Rewrite the listing below with every "lesson" changed to "exercise", keeping all other text unchanged.

__Object point labels__:
====================

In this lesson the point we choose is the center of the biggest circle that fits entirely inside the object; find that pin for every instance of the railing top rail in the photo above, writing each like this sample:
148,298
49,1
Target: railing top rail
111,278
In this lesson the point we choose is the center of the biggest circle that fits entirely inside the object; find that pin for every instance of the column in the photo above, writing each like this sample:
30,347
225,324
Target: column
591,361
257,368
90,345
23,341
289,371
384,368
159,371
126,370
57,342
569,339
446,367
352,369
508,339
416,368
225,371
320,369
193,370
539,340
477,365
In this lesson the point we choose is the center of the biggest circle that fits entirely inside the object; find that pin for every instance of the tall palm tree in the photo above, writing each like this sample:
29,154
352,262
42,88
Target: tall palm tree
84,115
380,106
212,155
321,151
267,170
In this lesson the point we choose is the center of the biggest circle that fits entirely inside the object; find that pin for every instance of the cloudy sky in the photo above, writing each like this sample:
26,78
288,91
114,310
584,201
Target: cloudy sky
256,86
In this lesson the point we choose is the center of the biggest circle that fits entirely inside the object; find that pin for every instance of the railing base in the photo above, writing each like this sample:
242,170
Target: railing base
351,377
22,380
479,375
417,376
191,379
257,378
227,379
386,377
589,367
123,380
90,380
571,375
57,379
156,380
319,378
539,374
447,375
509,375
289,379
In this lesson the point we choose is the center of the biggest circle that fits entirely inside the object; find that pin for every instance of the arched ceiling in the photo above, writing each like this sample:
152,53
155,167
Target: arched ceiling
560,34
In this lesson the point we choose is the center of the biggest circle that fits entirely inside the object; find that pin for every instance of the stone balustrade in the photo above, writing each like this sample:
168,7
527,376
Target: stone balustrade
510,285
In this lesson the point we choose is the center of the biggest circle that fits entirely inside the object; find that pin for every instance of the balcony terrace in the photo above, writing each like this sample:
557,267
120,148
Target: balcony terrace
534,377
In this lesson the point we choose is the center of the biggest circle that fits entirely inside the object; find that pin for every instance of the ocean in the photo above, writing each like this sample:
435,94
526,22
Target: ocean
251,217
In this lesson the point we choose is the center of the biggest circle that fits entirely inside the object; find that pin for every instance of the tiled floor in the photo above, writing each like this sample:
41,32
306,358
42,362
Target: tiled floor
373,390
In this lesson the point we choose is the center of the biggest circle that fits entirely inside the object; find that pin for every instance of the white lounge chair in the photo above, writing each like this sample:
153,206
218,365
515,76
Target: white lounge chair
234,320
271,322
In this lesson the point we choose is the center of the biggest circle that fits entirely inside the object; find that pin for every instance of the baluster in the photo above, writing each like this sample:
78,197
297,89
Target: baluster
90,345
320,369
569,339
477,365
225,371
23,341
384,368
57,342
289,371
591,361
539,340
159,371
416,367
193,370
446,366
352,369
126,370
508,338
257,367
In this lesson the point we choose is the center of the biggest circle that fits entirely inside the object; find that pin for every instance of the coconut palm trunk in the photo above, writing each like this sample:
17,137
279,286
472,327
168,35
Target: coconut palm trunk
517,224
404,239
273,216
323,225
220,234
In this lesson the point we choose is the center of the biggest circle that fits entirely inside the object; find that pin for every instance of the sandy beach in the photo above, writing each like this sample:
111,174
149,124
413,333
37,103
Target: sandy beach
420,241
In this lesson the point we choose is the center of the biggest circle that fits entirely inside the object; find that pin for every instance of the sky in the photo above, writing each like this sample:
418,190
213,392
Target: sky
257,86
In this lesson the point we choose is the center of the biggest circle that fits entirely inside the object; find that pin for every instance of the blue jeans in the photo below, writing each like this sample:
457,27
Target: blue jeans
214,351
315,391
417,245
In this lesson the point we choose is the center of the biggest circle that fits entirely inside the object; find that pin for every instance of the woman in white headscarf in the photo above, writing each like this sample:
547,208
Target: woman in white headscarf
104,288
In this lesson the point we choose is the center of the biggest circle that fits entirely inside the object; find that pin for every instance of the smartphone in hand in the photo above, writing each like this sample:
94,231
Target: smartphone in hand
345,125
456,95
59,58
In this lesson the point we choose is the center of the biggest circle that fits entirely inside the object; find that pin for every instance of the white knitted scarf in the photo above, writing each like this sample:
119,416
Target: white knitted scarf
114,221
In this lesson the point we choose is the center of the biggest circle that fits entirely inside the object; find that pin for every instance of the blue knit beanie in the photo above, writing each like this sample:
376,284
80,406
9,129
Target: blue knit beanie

====================

__Result of the exercise__:
In this exercise the point we choose is the center of the biggest circle that fits entirely inside the object; find that pin for every instance of the railing top rail in the photo above, writing each like this sample:
148,298
49,1
Target: railing top rail
111,278
In this exercise the point we choose is the center of the biggest circle that fits entirely inside the object; find that pin for every instance of the column in the photo above, writing each like this sample:
30,347
225,324
Target: column
591,361
257,368
90,345
23,341
289,371
384,368
159,371
126,370
57,342
569,339
446,367
352,369
508,339
416,368
225,371
320,369
193,370
539,340
477,365
In this exercise the point we choose is the center of the biggest circle that fits entirely inside the object; find that pin for every instance of the tall palm tree in the photo above, writing each like this sample:
29,154
352,262
42,88
Target: tall palm tree
84,115
380,106
212,155
321,151
267,170
In this exercise the point we choose is the center of the biggest circle that fits entirely inside the object; find that pin for every instance of the cloudy sky in the photo above, writing each like this sample:
26,78
288,91
114,310
584,201
Target: cloudy sky
256,86
In this exercise the point we choose is the center of the biggest circle that fits entirely inside the object; find that pin for every instance of the railing base in the photo above, writing each like this sample:
242,170
Target: railing base
351,377
22,380
479,375
417,376
191,379
257,378
227,379
386,377
589,367
123,380
90,380
571,375
57,379
156,380
319,378
539,374
447,375
509,375
289,379
In this exercise the point we choose is the center of the biggest circle that fits entirely inside the object; find that pin for every instance of the arched ceiling in the photo above, writing each like this sample:
152,53
155,167
Target: arched ceiling
560,34
In this exercise the point we choose is the center of the biggest circle that fits entirely inside the object; find that pin for every instance of the stone balustrade in the photo above, writing each like this sample:
168,7
527,376
Target: stone balustrade
510,285
In this exercise the point we choose is the center of the biggest circle that fits entirely inside the object; find that pin for every instance of the balcony terrace in the photo above, writing each like this sample:
557,267
120,148
Target: balcony terrace
534,377
In this exercise the point we choose is the center of the biggest circle that fits entirely inside the object; find that pin for every instance of the ocean in the photo above, writing each like this sample:
435,94
526,22
Target: ocean
251,217
In this exercise the point we choose is the center of the biggest circle that fits entirely inside the object; find that pin for every instance of the tiled floor in the photo above, writing each like this sample:
41,32
306,358
42,362
Target: tiled floor
373,390
In this exercise the point we choose is the center of the biggest circle that fits entirely inside the object; find that pin for every instance of the white lounge chair in the photo above, writing each like this sample:
153,206
218,365
515,76
Target: white lounge chair
234,320
271,322
In this exercise the point we choose is the center of the biggest circle that fits entirely inside the object; find that pin for every instance of the baluster in the photo above, writing each like this sample:
78,197
297,89
Target: baluster
90,345
320,369
569,339
477,365
225,371
23,341
384,368
57,342
289,371
591,361
539,340
159,371
416,367
193,370
446,366
352,369
126,370
508,338
257,367
In this exercise the point we choose is the center of the biggest circle that fits entirely inside the object; find that pin for every instance of the coconut palm trunk in the photo above, writing each like this sample:
17,137
279,286
472,327
168,35
Target: coconut palm trunk
517,224
404,239
273,216
323,225
220,234
In this exercise the point we choose is the center of the biggest circle that fits entirely inside the object; find that pin for every instance of the sandy beach in the photo above, writing each like this sample:
111,174
149,124
413,333
37,103
Target: sandy beach
420,241
In this exercise the point we choose is the center of the biggest circle that fits entirely inside the object; find that pin for every instance of the sky in the photo above, writing each like this sample:
418,190
213,392
Target: sky
257,86
In this exercise the point we choose is the center of the biggest circle that fits entirely inside the object; find that pin for every instance of the blue jeans in the photo below, writing each like this sample:
457,27
Target: blue jeans
214,351
315,391
417,245
In this exercise the point we choose is the center of the biggest circle that fits entirely inside the object; find that pin for every instance of the woman in white headscarf in the photo above, writing each like this sample:
547,208
Target: woman in white headscarf
104,288
In this exercise the point we choose is the center of the biggest circle that fits entirely inside the object; find that pin for every instance of the smartphone in hand in the photo above, writing each like this sample:
94,231
Target: smartphone in hand
345,125
456,95
59,58
In this exercise the point we choose is the center of the biggest circle that fits entirely inside the object; find that pin for every instance of the white knitted scarf in the photo above, writing each like this sample:
119,416
Target: white knitted scarf
114,221
In this exercise the point we choose is the center of the biggest circle that fits entirely inside the object; find that pin for every instance of the blue knit beanie in the photo above, writing each like this sample:
376,284
80,406
9,129
Target: blue knit beanie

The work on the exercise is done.